**TASK STATEMENT**. In the data that follows, how many lines contain the word "target"? Give only that number.

**MATERIAL FOR THIS EXERCISE**.
--- START ---

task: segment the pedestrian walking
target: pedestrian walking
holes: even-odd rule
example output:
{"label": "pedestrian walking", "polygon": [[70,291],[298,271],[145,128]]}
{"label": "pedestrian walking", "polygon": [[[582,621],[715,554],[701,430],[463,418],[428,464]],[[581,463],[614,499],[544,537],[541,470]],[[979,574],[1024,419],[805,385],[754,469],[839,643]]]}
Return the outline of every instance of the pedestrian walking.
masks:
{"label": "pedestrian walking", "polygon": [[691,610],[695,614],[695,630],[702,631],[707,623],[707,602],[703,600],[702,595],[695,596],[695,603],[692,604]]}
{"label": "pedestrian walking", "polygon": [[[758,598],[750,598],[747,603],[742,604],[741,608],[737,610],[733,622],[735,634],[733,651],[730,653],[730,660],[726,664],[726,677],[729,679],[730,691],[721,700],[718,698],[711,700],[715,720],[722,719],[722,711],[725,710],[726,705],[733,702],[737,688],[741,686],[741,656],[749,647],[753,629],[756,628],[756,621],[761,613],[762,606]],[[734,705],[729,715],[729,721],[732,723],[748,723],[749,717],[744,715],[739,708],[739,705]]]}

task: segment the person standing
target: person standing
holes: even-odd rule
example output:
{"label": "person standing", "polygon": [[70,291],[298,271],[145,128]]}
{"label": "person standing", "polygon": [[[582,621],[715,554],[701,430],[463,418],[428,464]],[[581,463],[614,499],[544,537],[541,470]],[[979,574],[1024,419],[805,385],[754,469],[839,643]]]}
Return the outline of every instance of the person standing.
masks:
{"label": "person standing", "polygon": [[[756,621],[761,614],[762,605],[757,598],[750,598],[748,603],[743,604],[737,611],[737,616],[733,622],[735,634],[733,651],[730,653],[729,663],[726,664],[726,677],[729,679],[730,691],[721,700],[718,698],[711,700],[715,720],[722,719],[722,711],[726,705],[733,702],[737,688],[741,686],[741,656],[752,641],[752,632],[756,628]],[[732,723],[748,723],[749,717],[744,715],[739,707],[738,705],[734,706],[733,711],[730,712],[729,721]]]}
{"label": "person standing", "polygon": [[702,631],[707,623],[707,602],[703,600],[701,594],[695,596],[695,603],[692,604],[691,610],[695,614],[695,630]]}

--- END ---

**TASK OUTPUT**. 2